ПОКАЗАННЫЙ ТЕКСТ:

Может быть тревожный час истории... (Розанов)/ДО

Может быть тревожный час истории...
авторъ Василий Васильевич Розанов
Опубл.: 1904. Источникъ: az.lib.ru

Розанов В. В. Собрание сочинений. Признаки времени (Статьи и очерки 1912 г.)

М.: Республика, Алгоритм, 2006.

МОЖЕТ БЫТЬ ТРЕВОЖНЫЙ ЧАС ИСТОРИИ…

править

История с увольнением из Синода епископа Гермогена чревата будущим…

Она может окончить собою, нежданно и непредвиденно, то, что духовные люди в устных разговорах именуют «вавилонским пленением церкви» и что именуется этим названием и еще тягчайшими названиями в толстых учебных книгах, естественно не доходящих иногда до слуха народного, но очень хорошо известных всем поначитанным в богословской литературе. Здесь мы не смеем и перепечатывать того имени, каким называл все «синодальное управление» знаменитый ученостью, правдивостью и ревностью о церкви епископ Порфирий Успенский.

ПРЕДОСТАВЛЕННЫЕ ЗАПИСИ:
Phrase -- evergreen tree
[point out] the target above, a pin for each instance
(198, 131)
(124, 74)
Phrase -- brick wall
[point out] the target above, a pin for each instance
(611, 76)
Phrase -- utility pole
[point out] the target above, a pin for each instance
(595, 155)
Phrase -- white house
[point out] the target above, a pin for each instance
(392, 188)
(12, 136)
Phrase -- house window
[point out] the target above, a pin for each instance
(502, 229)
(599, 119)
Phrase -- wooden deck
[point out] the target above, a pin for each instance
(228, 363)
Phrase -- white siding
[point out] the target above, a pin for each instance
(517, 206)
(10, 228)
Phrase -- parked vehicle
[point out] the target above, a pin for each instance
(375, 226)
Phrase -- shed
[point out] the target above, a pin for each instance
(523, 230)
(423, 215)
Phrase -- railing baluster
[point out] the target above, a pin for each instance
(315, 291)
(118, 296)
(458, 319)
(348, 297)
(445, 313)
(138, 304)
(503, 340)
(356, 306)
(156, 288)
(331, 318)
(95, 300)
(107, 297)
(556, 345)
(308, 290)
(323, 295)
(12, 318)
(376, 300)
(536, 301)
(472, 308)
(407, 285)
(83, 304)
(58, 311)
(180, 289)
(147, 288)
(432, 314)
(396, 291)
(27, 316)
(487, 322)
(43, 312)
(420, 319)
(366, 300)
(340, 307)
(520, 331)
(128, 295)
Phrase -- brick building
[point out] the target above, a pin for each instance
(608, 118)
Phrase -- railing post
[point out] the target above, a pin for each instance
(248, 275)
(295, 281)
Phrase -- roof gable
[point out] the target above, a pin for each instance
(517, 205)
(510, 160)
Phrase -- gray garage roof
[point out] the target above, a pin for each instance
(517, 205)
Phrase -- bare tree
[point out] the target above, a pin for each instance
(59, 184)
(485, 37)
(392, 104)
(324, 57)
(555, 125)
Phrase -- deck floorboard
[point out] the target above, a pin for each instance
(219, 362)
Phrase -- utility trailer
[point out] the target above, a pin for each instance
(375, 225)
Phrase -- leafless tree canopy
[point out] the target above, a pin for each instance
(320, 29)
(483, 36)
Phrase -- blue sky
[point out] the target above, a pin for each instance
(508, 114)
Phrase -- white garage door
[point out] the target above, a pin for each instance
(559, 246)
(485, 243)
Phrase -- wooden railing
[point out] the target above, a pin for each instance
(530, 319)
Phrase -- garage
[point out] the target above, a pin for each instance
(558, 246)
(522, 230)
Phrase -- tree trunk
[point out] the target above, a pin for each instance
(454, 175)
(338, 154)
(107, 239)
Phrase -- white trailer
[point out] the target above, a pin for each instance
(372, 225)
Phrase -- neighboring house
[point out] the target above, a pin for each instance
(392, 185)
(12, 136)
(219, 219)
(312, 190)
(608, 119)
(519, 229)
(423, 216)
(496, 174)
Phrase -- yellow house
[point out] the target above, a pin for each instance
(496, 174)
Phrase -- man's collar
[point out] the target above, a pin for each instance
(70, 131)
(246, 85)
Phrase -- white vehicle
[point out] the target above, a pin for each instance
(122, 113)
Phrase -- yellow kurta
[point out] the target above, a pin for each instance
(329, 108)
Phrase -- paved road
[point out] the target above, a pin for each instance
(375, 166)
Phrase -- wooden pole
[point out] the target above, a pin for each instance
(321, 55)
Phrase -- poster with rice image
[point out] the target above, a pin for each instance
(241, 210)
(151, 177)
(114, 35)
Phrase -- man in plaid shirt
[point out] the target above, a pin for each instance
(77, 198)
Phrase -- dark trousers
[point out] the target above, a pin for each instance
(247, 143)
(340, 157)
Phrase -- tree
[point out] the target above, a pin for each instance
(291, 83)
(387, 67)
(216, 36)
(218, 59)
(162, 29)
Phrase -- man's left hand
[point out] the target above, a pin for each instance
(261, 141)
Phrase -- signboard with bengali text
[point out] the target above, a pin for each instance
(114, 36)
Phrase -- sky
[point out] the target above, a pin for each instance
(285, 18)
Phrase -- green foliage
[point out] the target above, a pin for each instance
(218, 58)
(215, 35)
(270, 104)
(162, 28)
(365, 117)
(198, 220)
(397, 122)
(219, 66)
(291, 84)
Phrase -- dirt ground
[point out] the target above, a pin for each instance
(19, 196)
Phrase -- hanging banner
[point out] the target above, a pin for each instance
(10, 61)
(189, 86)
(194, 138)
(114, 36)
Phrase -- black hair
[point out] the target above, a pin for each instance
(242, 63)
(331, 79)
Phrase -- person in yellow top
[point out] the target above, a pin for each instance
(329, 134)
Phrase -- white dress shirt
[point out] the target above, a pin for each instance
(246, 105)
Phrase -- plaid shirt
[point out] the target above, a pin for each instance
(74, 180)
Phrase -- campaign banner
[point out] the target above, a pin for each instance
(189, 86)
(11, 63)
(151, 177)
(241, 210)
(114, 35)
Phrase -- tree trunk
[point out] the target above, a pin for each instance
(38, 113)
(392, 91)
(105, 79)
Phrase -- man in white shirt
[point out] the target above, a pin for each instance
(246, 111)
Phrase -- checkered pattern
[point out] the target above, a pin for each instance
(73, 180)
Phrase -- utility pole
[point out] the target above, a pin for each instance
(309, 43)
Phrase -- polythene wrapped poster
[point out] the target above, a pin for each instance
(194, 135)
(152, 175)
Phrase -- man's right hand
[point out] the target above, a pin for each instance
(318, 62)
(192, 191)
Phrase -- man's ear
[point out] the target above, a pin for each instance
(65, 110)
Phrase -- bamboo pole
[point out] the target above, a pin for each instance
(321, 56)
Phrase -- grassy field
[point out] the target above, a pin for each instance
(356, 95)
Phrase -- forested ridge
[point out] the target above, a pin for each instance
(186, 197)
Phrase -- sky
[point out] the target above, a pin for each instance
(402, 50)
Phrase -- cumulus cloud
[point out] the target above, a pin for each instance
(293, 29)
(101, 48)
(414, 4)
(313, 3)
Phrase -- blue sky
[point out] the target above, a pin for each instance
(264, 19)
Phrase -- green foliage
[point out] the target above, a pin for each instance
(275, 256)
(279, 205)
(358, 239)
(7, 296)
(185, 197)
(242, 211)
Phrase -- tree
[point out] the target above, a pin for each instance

ЧТО НУЖНО СДЕЛАТЬ:
Какой епископ назван в показанном тексте об увольнении из Синода знаменитым ученостью, правдивостью и ревностью о церкви?

ОТВЕТ:
Епископ Порфирий Успенский.